[Region pointing data]
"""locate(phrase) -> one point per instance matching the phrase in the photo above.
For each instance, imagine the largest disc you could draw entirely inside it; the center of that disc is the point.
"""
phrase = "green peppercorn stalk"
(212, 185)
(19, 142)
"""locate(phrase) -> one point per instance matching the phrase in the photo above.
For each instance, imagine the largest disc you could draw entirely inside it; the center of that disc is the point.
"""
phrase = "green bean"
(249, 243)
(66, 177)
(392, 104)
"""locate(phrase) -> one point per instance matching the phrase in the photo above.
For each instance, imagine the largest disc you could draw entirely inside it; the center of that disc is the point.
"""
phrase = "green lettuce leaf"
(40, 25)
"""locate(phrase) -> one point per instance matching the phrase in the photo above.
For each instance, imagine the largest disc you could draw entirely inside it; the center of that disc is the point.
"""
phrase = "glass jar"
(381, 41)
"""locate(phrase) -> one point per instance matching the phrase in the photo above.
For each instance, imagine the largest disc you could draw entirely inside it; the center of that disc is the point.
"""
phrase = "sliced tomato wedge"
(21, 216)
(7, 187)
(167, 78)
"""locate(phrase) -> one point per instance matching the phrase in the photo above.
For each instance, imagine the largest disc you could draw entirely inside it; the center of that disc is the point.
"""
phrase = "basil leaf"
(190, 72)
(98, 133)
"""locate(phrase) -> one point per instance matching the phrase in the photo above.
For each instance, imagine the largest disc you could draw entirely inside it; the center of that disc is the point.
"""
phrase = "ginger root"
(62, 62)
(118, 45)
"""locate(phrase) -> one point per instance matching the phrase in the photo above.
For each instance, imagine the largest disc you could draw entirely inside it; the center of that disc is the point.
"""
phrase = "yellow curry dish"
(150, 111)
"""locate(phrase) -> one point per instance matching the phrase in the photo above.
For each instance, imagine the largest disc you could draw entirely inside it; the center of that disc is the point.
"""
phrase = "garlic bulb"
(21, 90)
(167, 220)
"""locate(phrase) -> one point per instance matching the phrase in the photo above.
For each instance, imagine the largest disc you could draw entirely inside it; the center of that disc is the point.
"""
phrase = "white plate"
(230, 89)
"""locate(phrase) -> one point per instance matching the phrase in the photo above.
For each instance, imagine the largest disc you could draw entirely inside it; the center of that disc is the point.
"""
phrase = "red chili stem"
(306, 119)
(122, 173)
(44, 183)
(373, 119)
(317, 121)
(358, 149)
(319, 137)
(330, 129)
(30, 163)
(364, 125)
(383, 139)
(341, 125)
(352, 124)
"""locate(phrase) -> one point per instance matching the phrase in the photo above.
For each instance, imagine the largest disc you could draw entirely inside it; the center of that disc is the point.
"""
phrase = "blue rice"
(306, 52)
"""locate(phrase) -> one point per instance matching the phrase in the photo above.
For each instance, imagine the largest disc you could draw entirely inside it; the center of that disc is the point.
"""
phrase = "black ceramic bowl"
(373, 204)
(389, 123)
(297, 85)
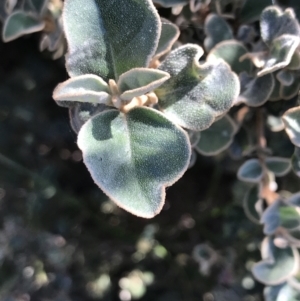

### What you have to do
No pictures belong in the copy. Repeat the entries exactly.

### Task output
"""locate(phrase) -> one point per instance matching the phrase in the photo above.
For each instance, imagine the largest disc you could draw entirely inside it; the center of that disc is the point.
"""
phrase = "green peppercorn stalk"
(212, 185)
(19, 142)
"""locate(phrase) -> one point per instance matching the phrase in the photo above.
For each instance, imagine the largest disc you could draw entirely inside it; the center of that disc is the point.
"""
phrase = "green bean"
(249, 243)
(66, 177)
(392, 104)
"""locate(phrase) -> one point per instance matching the phrase in the photo above.
For each instance, imagine the largest disc you could draw entirely inside it; the center of that disc is the point.
"""
phrase = "green lettuce leaf"
(40, 25)
"""locate(phrase) -> one point per instance matching the phrase in the photo above.
For each instance, imagine the largest disc you could draw entirely inside it; the center of that disc is the point.
"""
phrase = "glass jar"
(381, 41)
"""locate(phrase) -> one point per instance matching the phrase in the photo above.
For each instance, imagine the largest disc you could draw entirely inside it; the center of that disc is the point.
"""
phrase = "sliced tomato wedge"
(21, 216)
(7, 187)
(167, 78)
"""locate(phrase) -> one point per instance matching the phrase in the photo above.
For each instance, imagine the largest disc you could draw entirely inside it; the center of that disc is the point.
"""
phrase = "basil leaf"
(190, 72)
(98, 133)
"""locate(phrase) -> one point per instance matching the phrase in the photo above.
For each instance, imagine the largest disc you could draw entirely inside it; the center of that disc is the point.
"""
phrase = "ginger root"
(62, 62)
(118, 45)
"""locate(phrase) -> one point per instance matching the phrase in the photo above.
For each instance, imagine the largest disc you could draw entirely inside it; the center of that disc is the point.
"""
phrase = "yellow curry dish"
(150, 111)
"""locate(phrase) -> one point per instance matching the phrase in the photo above.
For each instance, imagine the largest disc you could draw entirely inside it; the center of that disc is the point.
"""
phrase = "garlic bulb"
(21, 90)
(167, 220)
"""locate(phrase) -> one point per instance matching the phrase in the photo above.
For each instance, imagine the largest disc you could draw entirely inside it; the center of that disc is the point.
"""
phrase = "white plate"
(230, 89)
"""locate(phrase) -> one point per instance matching the phrase in the photo above.
For each instance, imagine the largest disc you could draw entirely inside it; the center of that disc is the point.
"""
phrase = "red chili stem"
(306, 119)
(122, 173)
(44, 183)
(373, 119)
(317, 121)
(358, 149)
(319, 137)
(330, 129)
(30, 163)
(364, 125)
(383, 139)
(341, 125)
(352, 124)
"""locate(phrase) -> one point per instance matching the phrase in the photo above.
For each instance, imagine the largest disc you could draw entirely inside it; the center of that disc is the point.
"""
phrase = "blue rice"
(306, 52)
"""locate(phrase) -> one point per instance matching the phrase in the photo above.
For each instance, imagine the largest disc you could draw entirely inside it; the center of that disc is the point.
"""
phrase = "black ceramic bowl"
(373, 204)
(389, 123)
(297, 85)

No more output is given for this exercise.